_Exercise_
Transcribe each record below word for word.

Raw records
+ + + + +
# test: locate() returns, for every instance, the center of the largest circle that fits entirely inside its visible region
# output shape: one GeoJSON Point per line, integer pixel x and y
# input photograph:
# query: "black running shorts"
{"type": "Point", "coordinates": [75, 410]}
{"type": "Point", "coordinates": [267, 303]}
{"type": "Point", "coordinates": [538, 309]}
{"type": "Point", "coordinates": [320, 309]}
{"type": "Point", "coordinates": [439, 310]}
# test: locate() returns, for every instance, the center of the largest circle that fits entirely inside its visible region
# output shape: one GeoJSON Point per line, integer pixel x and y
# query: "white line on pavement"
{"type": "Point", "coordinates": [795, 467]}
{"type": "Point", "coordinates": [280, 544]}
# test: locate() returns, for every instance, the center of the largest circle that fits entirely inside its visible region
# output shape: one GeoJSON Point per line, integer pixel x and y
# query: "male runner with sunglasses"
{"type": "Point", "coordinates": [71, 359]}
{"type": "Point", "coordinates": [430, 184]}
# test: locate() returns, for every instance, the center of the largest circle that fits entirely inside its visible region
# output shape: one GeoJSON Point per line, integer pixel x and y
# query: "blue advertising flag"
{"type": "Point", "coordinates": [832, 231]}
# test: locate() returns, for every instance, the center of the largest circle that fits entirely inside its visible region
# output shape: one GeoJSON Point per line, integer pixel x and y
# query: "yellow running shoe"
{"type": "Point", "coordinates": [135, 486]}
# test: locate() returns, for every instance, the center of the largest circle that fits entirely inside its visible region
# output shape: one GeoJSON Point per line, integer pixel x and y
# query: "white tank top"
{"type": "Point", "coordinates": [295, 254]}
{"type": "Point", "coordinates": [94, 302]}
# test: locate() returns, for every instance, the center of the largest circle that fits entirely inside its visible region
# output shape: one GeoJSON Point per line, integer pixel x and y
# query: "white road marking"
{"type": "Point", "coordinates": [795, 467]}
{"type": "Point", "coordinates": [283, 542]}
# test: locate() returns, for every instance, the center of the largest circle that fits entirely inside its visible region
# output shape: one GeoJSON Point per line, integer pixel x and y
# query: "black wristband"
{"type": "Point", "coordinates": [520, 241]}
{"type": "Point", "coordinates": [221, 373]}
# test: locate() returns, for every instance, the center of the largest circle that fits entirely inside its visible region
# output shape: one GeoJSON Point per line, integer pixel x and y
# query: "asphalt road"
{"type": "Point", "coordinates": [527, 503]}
+ + + + +
_Output of the task_
# test: locate() returns, for every instance, the center of the largest circle that fits entirely inside its visible region
# output shape: one GeoJSON Point per line, integer pixel x and y
# input photograph:
# query: "black running shorts"
{"type": "Point", "coordinates": [75, 410]}
{"type": "Point", "coordinates": [267, 303]}
{"type": "Point", "coordinates": [538, 309]}
{"type": "Point", "coordinates": [320, 309]}
{"type": "Point", "coordinates": [439, 310]}
# test: locate() returns, for every instance, the center of the largest circle that fits entirely inside its visible region
# output shape: one GeoJSON Point per line, integer pixel x and y
# query: "white line on pavement"
{"type": "Point", "coordinates": [795, 467]}
{"type": "Point", "coordinates": [280, 544]}
# test: locate() returns, for every instance, the center of the largest circle that fits entirely inside its visible region
# output shape: one GeoJSON Point per line, integer pixel x and y
# query: "male runner with sunglasses"
{"type": "Point", "coordinates": [71, 359]}
{"type": "Point", "coordinates": [430, 184]}
# test: locate() returns, for every instance, the center of the largest circle that fits entirely inside its visible region
# output shape: one GeoJSON Point per line, integer pixel x and y
# query: "blue advertising flag"
{"type": "Point", "coordinates": [832, 231]}
# test: locate() returns, for every instance, the center of the largest circle that fits entirely inside its visible region
# output shape: one GeoJSON Point per line, integer pixel x and y
# query: "yellow running shoe"
{"type": "Point", "coordinates": [135, 486]}
# test: locate() returns, for every instance, the center of the largest circle that fits entirely inside its visible region
# output shape: one GeoJSON Point per line, integer pixel x and y
# query: "white tank top"
{"type": "Point", "coordinates": [295, 254]}
{"type": "Point", "coordinates": [94, 302]}
# test: locate() returns, for every instance, the center of the largest circle that fits entirely inside its visible region
# output shape: one GeoJSON Point per line, integer pixel x and y
# query: "white road marking"
{"type": "Point", "coordinates": [795, 467]}
{"type": "Point", "coordinates": [283, 542]}
# test: locate() returns, for every instance, the center of the largest circle that fits entirely inside its visible region
# output shape: one GeoJSON Point per line, integer pixel x and y
# query: "black wristband"
{"type": "Point", "coordinates": [520, 241]}
{"type": "Point", "coordinates": [221, 373]}
# test: locate() returns, for every instance, the center of the largest circle that fits entirely inside its visible region
# output shape: one GeoJSON Point per line, integer pixel x and y
# query: "asphalt road"
{"type": "Point", "coordinates": [527, 503]}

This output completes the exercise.